* [What is asked]: Word for word, repeat the lines of the records from the one containing "Every instance of the window sill" through the last line, both included.

* [Exercise materials]:
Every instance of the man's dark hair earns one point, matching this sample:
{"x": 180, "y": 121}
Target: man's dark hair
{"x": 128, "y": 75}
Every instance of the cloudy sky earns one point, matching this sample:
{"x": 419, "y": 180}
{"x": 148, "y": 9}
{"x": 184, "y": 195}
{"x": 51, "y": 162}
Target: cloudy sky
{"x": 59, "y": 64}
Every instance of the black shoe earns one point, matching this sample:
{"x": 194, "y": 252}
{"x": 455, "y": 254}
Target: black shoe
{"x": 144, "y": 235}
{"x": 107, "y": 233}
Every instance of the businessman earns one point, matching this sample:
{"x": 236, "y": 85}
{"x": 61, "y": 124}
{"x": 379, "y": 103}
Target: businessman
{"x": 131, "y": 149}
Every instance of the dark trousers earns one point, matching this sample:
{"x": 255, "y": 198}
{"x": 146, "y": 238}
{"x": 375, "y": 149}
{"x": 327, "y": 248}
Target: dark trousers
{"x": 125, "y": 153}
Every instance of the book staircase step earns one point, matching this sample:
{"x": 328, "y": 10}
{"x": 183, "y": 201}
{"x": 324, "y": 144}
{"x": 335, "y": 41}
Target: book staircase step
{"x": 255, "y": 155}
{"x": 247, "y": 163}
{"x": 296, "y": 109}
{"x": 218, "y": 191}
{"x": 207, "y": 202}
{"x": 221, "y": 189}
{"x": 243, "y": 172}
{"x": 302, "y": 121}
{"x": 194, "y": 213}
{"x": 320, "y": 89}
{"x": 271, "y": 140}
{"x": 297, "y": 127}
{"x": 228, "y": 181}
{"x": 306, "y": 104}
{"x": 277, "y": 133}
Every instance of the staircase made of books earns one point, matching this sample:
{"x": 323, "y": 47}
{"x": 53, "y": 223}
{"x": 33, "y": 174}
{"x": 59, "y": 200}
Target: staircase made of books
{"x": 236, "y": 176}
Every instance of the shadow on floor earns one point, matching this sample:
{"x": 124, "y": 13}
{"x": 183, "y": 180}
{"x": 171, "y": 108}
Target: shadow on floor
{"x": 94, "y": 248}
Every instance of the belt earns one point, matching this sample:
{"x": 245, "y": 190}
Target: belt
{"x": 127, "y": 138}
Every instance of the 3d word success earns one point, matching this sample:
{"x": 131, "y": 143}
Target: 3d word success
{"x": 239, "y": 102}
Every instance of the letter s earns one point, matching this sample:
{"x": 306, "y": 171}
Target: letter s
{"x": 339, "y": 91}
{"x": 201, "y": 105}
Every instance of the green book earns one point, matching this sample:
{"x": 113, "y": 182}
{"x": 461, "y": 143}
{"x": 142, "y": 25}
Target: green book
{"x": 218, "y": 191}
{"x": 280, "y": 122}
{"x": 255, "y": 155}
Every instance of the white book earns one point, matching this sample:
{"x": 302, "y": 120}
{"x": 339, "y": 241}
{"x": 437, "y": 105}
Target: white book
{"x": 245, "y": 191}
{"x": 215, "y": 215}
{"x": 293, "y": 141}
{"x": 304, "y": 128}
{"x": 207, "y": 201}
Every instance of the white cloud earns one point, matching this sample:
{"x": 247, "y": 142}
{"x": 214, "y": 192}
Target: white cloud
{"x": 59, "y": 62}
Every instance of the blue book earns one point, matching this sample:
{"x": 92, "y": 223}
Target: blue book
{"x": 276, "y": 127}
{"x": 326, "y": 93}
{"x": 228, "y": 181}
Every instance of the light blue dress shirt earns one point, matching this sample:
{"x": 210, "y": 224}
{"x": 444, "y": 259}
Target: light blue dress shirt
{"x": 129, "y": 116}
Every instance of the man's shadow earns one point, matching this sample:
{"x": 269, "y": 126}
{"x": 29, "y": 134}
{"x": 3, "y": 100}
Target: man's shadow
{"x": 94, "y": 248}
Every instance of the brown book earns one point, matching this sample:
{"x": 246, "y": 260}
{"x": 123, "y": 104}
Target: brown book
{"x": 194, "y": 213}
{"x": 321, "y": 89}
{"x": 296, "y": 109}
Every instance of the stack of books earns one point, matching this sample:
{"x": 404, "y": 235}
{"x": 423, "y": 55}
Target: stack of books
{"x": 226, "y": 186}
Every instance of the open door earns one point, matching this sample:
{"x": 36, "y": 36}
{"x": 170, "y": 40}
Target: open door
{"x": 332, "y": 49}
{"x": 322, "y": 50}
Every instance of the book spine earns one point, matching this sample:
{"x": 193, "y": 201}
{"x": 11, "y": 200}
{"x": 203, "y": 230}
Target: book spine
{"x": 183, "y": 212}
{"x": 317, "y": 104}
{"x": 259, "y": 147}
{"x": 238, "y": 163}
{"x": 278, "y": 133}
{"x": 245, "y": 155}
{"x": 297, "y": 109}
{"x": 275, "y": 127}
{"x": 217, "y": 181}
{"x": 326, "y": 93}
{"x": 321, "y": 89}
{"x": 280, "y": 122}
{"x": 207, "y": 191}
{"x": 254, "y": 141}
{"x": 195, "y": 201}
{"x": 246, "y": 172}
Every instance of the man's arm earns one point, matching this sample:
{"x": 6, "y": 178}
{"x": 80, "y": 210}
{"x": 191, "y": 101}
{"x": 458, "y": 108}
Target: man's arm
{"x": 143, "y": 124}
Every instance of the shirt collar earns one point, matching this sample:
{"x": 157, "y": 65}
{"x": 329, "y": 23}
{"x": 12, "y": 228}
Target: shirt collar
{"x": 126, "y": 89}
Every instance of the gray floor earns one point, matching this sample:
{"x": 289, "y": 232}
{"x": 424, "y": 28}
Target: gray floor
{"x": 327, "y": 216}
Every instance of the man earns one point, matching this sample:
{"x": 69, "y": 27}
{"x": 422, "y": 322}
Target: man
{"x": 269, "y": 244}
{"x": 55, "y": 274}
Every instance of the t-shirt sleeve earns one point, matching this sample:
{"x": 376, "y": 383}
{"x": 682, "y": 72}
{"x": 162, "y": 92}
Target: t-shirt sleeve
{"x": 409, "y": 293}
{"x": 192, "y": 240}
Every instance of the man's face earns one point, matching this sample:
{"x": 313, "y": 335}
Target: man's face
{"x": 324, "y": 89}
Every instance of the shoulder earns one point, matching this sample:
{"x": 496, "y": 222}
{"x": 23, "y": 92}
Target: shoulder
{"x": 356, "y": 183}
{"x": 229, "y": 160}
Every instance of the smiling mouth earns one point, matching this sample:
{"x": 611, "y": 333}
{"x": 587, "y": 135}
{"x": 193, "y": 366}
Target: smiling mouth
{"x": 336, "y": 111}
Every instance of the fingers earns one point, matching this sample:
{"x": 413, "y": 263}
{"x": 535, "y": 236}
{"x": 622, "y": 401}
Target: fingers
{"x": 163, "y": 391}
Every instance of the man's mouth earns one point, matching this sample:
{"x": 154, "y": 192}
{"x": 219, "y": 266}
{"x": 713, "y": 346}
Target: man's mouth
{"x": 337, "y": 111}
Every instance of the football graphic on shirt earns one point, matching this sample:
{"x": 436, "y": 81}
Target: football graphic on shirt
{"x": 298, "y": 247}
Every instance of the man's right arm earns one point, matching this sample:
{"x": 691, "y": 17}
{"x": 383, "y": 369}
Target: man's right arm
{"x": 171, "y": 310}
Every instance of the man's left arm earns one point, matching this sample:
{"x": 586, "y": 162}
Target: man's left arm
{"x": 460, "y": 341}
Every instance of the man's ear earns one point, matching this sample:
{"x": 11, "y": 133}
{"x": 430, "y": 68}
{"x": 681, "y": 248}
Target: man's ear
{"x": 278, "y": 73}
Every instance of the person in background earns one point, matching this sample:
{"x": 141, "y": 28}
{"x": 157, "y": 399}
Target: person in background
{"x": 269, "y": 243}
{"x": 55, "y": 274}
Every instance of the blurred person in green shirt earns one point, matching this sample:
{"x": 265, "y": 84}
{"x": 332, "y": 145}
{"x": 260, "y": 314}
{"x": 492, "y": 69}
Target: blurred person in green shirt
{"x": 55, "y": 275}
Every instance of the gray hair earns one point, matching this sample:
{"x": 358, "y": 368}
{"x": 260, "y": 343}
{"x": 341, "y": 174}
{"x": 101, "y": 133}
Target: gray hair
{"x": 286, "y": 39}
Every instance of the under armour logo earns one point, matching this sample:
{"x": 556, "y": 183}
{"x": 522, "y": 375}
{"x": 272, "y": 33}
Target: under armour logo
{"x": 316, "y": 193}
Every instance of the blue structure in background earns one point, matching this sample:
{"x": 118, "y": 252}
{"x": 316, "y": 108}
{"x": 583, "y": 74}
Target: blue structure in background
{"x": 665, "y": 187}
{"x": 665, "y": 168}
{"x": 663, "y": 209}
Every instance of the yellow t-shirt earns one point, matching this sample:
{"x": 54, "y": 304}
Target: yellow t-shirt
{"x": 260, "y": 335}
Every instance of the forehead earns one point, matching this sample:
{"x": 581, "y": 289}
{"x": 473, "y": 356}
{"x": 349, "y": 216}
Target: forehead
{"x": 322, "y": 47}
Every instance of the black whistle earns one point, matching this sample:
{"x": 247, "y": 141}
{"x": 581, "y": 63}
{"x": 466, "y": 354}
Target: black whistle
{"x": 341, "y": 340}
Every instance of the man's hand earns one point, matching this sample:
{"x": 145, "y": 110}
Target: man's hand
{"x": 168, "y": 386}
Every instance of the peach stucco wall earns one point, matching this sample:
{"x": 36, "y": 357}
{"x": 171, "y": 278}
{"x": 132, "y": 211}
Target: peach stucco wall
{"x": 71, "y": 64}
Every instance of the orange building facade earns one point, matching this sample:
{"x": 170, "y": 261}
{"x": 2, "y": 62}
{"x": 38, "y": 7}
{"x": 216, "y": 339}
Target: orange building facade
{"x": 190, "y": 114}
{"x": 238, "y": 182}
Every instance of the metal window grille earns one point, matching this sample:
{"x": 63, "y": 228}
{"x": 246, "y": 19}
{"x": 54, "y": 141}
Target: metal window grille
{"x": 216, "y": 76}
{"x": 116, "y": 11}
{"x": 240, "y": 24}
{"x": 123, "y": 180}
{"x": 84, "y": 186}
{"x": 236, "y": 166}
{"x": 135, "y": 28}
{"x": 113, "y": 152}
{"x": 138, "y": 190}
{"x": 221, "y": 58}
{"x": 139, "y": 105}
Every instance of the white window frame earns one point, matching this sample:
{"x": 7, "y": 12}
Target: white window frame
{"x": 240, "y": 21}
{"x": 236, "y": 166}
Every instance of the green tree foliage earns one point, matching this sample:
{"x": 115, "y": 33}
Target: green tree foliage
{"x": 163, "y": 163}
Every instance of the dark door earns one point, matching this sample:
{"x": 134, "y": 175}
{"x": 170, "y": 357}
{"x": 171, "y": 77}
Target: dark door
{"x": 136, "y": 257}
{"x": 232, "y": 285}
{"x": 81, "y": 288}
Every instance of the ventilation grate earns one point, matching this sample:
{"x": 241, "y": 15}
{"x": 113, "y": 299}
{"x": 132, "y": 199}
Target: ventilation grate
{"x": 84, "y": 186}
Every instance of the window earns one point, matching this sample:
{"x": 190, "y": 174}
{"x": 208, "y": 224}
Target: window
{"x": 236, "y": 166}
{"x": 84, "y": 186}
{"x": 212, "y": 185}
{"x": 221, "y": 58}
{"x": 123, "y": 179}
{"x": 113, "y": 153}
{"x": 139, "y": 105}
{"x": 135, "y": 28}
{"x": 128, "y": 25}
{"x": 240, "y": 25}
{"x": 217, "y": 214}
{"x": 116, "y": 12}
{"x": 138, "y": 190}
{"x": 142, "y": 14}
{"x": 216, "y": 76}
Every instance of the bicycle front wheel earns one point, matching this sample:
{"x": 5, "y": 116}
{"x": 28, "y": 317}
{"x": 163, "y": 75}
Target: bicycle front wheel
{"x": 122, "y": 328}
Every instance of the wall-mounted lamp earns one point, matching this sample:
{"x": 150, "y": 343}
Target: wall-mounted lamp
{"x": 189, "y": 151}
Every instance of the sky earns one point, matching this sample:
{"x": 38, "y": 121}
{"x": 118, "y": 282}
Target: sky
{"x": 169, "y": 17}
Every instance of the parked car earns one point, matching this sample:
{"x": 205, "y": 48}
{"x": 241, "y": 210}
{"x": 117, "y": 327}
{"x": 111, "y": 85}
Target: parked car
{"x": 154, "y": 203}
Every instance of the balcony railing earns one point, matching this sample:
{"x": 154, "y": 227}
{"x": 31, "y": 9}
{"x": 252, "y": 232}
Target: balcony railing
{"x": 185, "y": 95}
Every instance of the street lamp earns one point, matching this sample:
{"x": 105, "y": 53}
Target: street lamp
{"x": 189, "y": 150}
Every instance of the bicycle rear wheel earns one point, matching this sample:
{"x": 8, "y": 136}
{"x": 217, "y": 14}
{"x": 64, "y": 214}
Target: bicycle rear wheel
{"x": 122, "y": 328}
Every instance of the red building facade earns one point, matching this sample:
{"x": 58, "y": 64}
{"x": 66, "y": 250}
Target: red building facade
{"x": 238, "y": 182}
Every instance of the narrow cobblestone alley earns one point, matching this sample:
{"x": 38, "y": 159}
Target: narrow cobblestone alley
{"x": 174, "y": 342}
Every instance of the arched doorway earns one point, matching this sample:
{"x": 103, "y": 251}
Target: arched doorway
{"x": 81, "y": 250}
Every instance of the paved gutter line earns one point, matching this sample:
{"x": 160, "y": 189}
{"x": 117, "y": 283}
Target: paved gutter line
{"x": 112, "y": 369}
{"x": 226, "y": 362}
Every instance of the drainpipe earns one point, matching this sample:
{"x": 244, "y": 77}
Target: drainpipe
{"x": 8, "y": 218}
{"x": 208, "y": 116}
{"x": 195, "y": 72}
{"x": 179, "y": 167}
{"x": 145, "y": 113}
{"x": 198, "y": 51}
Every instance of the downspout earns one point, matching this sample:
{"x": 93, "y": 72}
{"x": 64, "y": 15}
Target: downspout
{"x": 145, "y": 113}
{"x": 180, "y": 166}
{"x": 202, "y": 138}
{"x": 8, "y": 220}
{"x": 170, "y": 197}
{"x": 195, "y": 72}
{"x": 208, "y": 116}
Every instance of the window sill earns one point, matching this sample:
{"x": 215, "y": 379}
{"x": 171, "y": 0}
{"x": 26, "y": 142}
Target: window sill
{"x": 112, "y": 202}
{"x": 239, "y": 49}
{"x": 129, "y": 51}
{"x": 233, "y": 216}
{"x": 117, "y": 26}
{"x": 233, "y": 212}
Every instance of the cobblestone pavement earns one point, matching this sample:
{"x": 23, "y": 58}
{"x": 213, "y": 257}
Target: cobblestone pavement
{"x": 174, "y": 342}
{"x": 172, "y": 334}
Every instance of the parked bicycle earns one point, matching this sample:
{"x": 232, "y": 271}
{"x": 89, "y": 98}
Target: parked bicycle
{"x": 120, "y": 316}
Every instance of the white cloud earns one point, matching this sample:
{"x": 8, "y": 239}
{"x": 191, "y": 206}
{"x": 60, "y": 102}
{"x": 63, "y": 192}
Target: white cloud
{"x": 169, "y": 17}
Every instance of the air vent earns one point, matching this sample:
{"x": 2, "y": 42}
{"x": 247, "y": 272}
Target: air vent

* [Exercise answer]:
Every instance of the window sill earns one point, matching this sample:
{"x": 215, "y": 379}
{"x": 171, "y": 0}
{"x": 26, "y": 142}
Target: window sill
{"x": 112, "y": 202}
{"x": 239, "y": 49}
{"x": 129, "y": 51}
{"x": 233, "y": 216}
{"x": 117, "y": 26}
{"x": 233, "y": 212}
Every instance of the cobblestone pavement earns one point, matching this sample:
{"x": 23, "y": 58}
{"x": 213, "y": 257}
Target: cobblestone pavement
{"x": 174, "y": 342}
{"x": 172, "y": 334}
Every instance of the parked bicycle earns one point, matching this sample:
{"x": 232, "y": 271}
{"x": 89, "y": 98}
Target: parked bicycle
{"x": 120, "y": 316}
Every instance of the white cloud earns one point, matching this sample:
{"x": 8, "y": 239}
{"x": 191, "y": 206}
{"x": 60, "y": 102}
{"x": 63, "y": 192}
Target: white cloud
{"x": 169, "y": 17}
Every instance of the air vent earns one point, matching this sample:
{"x": 2, "y": 42}
{"x": 247, "y": 272}
Target: air vent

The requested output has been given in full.